* Assignment *
Write out exactly the line containing "This is for a safety audit: please locate the smooth" and all lines that come after it in the listing below, through the very last one.

⁂

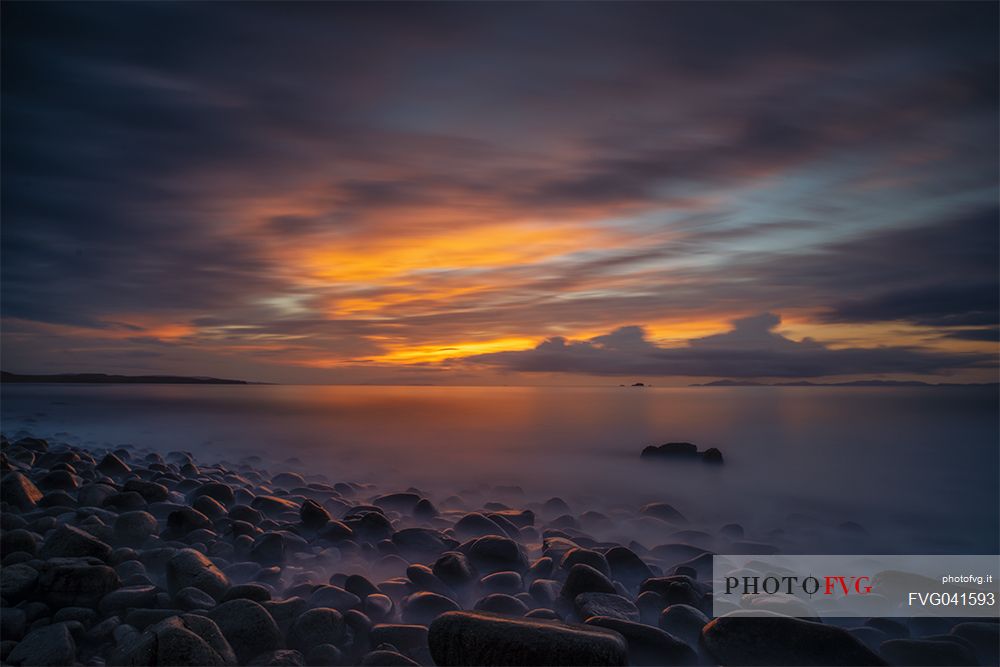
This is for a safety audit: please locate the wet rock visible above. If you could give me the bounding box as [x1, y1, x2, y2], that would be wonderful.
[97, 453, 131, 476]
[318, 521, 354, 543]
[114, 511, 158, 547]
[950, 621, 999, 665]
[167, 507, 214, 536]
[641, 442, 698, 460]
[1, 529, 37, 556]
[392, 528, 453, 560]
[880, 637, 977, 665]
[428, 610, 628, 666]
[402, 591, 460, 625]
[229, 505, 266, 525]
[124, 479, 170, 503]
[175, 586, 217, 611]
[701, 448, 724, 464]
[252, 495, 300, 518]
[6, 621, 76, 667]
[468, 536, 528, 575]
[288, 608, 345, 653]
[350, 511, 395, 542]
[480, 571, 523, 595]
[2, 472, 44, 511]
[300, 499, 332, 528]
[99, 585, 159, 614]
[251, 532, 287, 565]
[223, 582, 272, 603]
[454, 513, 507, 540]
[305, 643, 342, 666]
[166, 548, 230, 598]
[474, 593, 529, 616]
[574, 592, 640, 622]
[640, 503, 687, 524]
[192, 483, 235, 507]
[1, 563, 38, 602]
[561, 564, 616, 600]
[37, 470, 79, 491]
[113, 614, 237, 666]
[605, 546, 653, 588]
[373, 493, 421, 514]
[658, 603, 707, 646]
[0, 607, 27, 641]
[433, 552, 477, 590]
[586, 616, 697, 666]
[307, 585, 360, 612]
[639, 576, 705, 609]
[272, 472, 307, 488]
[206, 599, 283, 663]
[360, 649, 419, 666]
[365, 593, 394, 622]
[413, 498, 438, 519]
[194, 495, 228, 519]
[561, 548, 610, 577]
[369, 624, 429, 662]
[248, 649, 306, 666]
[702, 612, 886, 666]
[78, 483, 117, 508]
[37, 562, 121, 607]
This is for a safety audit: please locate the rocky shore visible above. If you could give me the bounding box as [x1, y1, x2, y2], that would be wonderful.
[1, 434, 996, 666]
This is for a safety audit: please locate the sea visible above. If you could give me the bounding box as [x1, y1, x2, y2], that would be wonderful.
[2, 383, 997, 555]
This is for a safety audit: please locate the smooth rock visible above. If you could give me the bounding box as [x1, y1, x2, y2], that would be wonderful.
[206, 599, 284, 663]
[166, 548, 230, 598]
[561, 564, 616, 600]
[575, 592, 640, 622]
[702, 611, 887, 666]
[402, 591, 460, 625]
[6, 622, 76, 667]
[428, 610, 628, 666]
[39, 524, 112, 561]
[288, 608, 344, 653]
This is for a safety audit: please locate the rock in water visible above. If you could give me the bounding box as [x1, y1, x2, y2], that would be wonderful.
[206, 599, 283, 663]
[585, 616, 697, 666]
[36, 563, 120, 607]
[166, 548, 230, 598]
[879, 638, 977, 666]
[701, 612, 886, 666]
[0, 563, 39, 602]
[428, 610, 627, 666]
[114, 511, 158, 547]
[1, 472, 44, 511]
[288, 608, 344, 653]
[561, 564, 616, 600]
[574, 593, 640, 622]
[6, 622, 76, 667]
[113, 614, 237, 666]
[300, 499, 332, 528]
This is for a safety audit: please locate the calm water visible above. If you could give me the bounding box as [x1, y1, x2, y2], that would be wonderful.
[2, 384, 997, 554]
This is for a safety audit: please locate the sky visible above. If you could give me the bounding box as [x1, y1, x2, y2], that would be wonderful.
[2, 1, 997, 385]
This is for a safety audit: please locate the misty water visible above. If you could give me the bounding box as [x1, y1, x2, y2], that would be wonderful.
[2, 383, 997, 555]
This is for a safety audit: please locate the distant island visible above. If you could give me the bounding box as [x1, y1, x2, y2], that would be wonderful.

⁂

* Exercise answer *
This is for a safety audit: please locate the smooth rock visible above. If you could give me the bounding box as [x1, y1, x2, y2], that would be wonderful.
[206, 599, 284, 663]
[166, 548, 230, 598]
[561, 564, 616, 600]
[575, 592, 640, 622]
[702, 611, 887, 666]
[402, 591, 460, 625]
[6, 622, 76, 667]
[428, 610, 628, 666]
[39, 524, 112, 561]
[288, 608, 344, 653]
This is for a safety audit: please locate the rock in water visible above. If you could give me the bounding box as [x1, y1, x2, y2], that would be wonderful.
[206, 599, 283, 663]
[585, 616, 697, 666]
[36, 563, 120, 607]
[166, 548, 230, 598]
[879, 638, 977, 666]
[701, 612, 886, 666]
[0, 563, 39, 602]
[428, 610, 627, 666]
[114, 511, 158, 547]
[1, 472, 44, 511]
[288, 608, 344, 653]
[561, 564, 616, 600]
[574, 593, 640, 622]
[6, 622, 76, 667]
[113, 614, 237, 666]
[300, 499, 332, 528]
This is for a safety audit: please locate the calm water visible above. If you could give me the bounding box as [x1, y1, x2, y2], that would be wonderful.
[2, 384, 997, 554]
This is for a safety audit: please locate the sky visible above. If you could give me the bounding box as [x1, y1, x2, y2], that would be wonderful.
[2, 1, 997, 385]
This is for a safety audit: please locate the misty water visible above. If you could give me the bounding box as [x1, y1, x2, y2], that would be wonderful.
[2, 383, 997, 555]
This is for a safety audit: please locate the distant island visible above. If you could give me the bounding box as [x1, y1, x2, y2], that would be wonderful.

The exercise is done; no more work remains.